» Short exercise
Copy out the lines from the one containing "Could you provide the mask of every instance of the blue" through the one containing "273 349 L 273", with both of those lines included.

(Stored items from a collection)
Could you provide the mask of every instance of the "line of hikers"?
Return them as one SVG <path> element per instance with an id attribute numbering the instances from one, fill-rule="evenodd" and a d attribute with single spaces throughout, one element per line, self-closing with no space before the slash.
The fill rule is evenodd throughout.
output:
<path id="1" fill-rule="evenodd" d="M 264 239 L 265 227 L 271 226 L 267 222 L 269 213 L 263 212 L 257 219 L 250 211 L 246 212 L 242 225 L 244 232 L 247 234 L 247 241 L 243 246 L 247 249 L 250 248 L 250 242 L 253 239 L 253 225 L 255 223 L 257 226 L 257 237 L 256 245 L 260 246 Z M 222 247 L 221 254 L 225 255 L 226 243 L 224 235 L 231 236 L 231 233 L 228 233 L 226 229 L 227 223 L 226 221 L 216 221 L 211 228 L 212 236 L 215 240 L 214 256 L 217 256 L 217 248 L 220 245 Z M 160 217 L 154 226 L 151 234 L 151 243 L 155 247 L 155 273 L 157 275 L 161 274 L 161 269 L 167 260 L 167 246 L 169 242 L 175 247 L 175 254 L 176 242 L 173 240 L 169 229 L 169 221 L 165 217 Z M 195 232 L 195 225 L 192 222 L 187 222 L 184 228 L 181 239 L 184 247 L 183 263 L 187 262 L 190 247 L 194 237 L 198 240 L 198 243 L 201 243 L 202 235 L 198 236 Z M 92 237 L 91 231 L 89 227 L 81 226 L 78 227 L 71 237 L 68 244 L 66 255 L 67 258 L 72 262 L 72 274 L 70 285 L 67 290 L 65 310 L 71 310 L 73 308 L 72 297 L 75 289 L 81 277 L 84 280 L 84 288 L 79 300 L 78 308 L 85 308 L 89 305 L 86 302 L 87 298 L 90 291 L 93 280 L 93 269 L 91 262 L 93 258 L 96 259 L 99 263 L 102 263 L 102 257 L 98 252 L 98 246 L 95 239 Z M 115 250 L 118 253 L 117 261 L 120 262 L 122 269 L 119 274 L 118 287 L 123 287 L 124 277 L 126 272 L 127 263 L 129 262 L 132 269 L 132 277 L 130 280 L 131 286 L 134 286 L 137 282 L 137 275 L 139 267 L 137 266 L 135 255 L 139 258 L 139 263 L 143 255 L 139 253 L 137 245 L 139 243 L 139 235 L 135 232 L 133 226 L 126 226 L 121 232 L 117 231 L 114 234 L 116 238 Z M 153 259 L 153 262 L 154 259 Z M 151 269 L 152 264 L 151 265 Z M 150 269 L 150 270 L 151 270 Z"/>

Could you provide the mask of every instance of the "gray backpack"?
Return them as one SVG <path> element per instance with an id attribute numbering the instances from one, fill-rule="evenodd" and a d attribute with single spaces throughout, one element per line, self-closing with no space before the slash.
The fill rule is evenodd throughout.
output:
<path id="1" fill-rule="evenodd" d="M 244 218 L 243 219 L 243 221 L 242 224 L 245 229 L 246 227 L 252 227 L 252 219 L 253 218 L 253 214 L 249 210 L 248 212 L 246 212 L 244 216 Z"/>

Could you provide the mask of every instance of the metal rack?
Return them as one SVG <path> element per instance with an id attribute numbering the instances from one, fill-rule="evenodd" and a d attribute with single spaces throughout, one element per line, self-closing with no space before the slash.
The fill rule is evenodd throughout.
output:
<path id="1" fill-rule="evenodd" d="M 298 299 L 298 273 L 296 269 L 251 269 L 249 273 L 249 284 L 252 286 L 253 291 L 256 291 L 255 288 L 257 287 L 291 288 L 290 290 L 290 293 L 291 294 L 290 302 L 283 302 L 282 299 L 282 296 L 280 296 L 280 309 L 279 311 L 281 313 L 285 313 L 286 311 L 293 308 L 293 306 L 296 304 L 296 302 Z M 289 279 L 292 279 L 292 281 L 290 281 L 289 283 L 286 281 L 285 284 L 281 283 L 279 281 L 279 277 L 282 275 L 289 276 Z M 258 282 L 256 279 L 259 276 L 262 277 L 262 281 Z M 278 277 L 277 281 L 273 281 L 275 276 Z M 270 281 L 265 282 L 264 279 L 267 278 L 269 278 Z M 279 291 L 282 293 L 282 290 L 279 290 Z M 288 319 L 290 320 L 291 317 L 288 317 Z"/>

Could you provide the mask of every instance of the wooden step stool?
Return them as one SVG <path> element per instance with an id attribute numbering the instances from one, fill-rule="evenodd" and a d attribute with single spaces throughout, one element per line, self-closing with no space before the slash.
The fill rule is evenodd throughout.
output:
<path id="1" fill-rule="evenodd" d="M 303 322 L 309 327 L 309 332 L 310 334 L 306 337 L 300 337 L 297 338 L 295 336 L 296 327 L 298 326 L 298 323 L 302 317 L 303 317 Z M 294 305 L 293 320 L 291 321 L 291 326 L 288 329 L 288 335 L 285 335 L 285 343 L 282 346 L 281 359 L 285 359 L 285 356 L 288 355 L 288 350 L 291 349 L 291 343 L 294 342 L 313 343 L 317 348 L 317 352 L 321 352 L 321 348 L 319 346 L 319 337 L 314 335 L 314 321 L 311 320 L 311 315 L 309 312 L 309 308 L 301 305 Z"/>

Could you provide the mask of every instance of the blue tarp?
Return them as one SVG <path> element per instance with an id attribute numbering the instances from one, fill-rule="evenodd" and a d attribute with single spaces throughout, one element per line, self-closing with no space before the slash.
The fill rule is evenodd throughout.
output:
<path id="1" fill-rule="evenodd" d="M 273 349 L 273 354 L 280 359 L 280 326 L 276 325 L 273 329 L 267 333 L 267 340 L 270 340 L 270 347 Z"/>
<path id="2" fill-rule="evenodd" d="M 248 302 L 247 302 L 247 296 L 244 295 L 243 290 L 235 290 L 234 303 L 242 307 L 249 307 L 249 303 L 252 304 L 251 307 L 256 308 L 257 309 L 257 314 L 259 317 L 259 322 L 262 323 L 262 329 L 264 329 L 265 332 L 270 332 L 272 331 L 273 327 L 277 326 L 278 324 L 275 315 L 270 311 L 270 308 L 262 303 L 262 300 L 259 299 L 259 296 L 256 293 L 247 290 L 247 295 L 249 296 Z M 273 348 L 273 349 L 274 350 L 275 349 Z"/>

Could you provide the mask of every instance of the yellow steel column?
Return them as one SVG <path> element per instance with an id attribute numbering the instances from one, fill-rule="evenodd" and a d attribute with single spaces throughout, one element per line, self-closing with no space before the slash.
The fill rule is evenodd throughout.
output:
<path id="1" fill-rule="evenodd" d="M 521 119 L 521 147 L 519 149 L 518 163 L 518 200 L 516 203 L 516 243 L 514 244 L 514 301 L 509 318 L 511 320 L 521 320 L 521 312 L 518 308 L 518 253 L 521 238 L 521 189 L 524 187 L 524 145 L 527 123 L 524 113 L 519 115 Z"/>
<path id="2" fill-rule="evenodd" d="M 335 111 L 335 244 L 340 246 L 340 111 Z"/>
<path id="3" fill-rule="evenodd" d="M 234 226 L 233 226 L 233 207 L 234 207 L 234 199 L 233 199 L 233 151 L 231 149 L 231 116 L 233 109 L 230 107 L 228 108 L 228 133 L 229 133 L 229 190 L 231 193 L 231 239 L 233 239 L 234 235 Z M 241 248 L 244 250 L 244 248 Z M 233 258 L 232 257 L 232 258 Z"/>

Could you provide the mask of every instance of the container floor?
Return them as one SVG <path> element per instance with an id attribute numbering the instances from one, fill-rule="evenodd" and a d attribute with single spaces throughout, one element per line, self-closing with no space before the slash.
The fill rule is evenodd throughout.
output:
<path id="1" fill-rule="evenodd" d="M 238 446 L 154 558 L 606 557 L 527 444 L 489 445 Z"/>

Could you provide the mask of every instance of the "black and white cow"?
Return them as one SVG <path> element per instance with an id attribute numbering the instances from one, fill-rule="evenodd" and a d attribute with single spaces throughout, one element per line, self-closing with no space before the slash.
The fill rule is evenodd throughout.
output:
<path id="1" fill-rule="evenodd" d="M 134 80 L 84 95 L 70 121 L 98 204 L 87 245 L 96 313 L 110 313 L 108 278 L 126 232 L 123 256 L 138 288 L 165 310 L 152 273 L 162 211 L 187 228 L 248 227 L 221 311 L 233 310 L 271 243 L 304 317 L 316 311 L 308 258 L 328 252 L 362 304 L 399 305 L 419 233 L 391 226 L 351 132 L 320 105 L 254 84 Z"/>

» Finished exercise
Could you provide the mask of every instance of the blue tarp?
Return them as one SVG <path> element per instance with an id attribute numbering the instances from one, fill-rule="evenodd" and a d attribute with single spaces throughout, one element per line, self-closing with no space before the slash.
The fill rule is evenodd throughout.
output:
<path id="1" fill-rule="evenodd" d="M 273 349 L 273 354 L 280 359 L 280 326 L 276 325 L 273 329 L 267 333 L 267 340 L 270 340 L 270 347 Z"/>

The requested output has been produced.